*** Block opens ***

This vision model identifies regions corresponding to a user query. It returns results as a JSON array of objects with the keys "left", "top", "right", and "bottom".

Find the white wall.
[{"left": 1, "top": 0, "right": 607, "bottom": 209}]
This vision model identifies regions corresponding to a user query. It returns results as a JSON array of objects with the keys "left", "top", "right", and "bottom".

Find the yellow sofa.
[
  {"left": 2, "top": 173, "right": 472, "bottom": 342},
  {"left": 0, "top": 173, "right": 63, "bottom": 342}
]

*** Block closes ***

TASK BRIEF -> In this exercise, repeat the entries above verbatim.

EXERCISE RESULT ->
This vision model identifies regions corresponding to a user query. It returns results as a JSON array of objects with the keys "left", "top", "right", and "bottom".

Find the white wall.
[{"left": 1, "top": 0, "right": 607, "bottom": 209}]
This vision model identifies regions corresponding to a user query. It returns results as a JSON array of objects with the keys "left", "top", "right", and "bottom".

Find the yellow sofa.
[
  {"left": 2, "top": 173, "right": 472, "bottom": 342},
  {"left": 0, "top": 173, "right": 63, "bottom": 342}
]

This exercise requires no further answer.